# start of Extracted information

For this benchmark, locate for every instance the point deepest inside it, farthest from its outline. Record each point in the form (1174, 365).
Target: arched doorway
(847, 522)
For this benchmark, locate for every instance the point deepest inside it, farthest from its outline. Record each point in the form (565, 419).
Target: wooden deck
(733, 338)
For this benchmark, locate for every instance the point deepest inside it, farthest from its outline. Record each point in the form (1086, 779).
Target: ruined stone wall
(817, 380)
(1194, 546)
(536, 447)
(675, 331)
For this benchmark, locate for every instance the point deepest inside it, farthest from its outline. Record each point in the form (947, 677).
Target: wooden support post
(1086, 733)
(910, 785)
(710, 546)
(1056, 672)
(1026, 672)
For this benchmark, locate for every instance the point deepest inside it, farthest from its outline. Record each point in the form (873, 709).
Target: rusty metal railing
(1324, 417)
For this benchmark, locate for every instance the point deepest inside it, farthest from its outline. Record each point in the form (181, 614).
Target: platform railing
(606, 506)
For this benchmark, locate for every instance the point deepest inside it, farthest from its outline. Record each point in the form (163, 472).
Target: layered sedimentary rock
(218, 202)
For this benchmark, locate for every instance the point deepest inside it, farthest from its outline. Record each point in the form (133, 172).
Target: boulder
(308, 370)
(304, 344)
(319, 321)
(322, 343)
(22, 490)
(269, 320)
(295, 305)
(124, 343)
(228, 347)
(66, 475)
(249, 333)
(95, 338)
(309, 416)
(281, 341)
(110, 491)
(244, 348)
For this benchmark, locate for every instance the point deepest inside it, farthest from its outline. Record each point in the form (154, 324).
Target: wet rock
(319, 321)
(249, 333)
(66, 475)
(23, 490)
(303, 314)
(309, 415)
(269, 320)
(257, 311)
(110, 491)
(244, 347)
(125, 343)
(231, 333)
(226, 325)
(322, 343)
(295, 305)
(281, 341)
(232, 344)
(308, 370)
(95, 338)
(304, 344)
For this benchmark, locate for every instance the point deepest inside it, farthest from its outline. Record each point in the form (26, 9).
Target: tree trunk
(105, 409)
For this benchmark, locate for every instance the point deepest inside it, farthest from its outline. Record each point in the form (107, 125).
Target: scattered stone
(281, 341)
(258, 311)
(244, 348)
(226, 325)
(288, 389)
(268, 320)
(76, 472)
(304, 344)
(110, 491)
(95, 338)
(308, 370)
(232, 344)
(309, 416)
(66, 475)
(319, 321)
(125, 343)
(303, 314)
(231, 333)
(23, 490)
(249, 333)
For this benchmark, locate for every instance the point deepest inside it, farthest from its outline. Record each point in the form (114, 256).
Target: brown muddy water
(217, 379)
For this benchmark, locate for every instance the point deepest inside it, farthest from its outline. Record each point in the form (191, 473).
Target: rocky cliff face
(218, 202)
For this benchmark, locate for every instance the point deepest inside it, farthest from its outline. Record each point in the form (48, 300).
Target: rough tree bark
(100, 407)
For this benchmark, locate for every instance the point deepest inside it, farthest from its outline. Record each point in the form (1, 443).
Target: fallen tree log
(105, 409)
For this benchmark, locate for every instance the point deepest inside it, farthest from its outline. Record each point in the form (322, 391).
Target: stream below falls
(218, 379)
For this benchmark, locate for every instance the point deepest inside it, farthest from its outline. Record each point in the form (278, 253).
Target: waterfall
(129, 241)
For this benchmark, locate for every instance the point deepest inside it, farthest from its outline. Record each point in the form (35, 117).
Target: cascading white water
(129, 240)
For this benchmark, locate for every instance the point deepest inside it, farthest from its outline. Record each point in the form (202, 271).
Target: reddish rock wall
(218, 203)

# end of Extracted information

Your task
Write every line of the material above again, exactly.

Task result
For this benchmark, locate for every instance the point deepest inside it, farthest from its outline. Record each point in the form (1174, 365).
Target: arched doorway
(847, 522)
For this benchmark, locate for every instance the point deepest inside it, farthest from its outline. Record each point in the form (565, 419).
Target: wooden deck
(733, 338)
For this benchmark, locate for every instance the point deepest inside it, farthest from its outline. Record each point in the form (1086, 779).
Target: ruined stone wall
(817, 380)
(1194, 546)
(536, 447)
(675, 331)
For this benchmark, locate for every instance the point deepest inside it, farthest from its outline. Record each point in the form (947, 677).
Target: wooden support post
(1086, 733)
(910, 785)
(710, 546)
(1056, 672)
(1026, 672)
For this benchmark, locate for every instance the point deepest inside it, farthest from its outline. Record each point in the form (873, 709).
Target: rusty metal railing
(1324, 417)
For this benchmark, locate for every instance the point deepest inside it, farthest from its outline. Record each point in the form (181, 614).
Target: platform railing
(606, 506)
For this benchmark, locate for every instance the point deepest inside it, farthest from its outline. Record each point in the form (163, 472).
Target: layered sedimentary rock
(218, 202)
For this benchmark, locate for every instance the point deepest inside it, farthest from its outline. Record each point in the form (133, 172).
Target: boulder
(308, 370)
(304, 344)
(319, 321)
(322, 343)
(22, 490)
(269, 320)
(295, 305)
(124, 343)
(228, 347)
(66, 475)
(249, 333)
(95, 338)
(309, 416)
(281, 341)
(110, 491)
(244, 348)
For this benchmark, locate for every instance the point deepest inside it, farthest from its outline. Record each point in the form (154, 324).
Target: wet rock
(319, 321)
(249, 333)
(66, 475)
(23, 490)
(303, 314)
(309, 415)
(269, 320)
(257, 311)
(110, 491)
(244, 347)
(125, 343)
(231, 333)
(226, 325)
(322, 343)
(295, 305)
(281, 341)
(232, 344)
(308, 370)
(95, 338)
(304, 344)
For this benchmark, locate for every instance the point deepest inside it, farthest from its outline. Record each point in the form (26, 9).
Target: tree trunk
(105, 409)
For this benchmark, locate for every instance the point deepest inside it, farthest from its outline. Record each point in the form (107, 125).
Target: scattered stone
(281, 341)
(258, 311)
(244, 348)
(226, 325)
(288, 389)
(268, 320)
(76, 472)
(304, 344)
(110, 491)
(95, 338)
(308, 370)
(232, 344)
(309, 416)
(66, 475)
(319, 321)
(125, 343)
(303, 314)
(231, 333)
(23, 490)
(249, 333)
For this benchmark, locate for every instance the point deepest inside it, farthest from its outline. Record each point in the form (114, 256).
Target: brown muddy water
(217, 379)
For this benchmark, locate for every instance the point deepest inside it, farthest from its outline. Record each point in the form (191, 473).
Target: rocky cliff face
(218, 202)
For this benchmark, locate for every instance the point deepest inside it, farthest from its outline. Record each point in the form (48, 300).
Target: rough tree bark
(100, 407)
For this benchmark, locate for every instance the point deepest inside it, farthest from its outline. Record each point in the form (1, 443).
Target: fallen tree log
(105, 409)
For this benchmark, locate for every instance the point deepest inside it, farthest from its outline. Record each point in the form (322, 391).
Target: stream below falls
(218, 379)
For this benchmark, locate for every instance the point deepest inside it, farthest from its outline. Record each point in the form (278, 253).
Target: waterfall
(129, 241)
For this benchmark, locate for every instance the point deepest inside it, farthest from its outline. Record each point in the form (35, 117).
Target: cascading white water
(129, 240)
For this benchmark, locate for every instance the point deepest inside it, farthest from its outline. Record each point in the form (202, 271).
Target: reddish rock wall
(218, 203)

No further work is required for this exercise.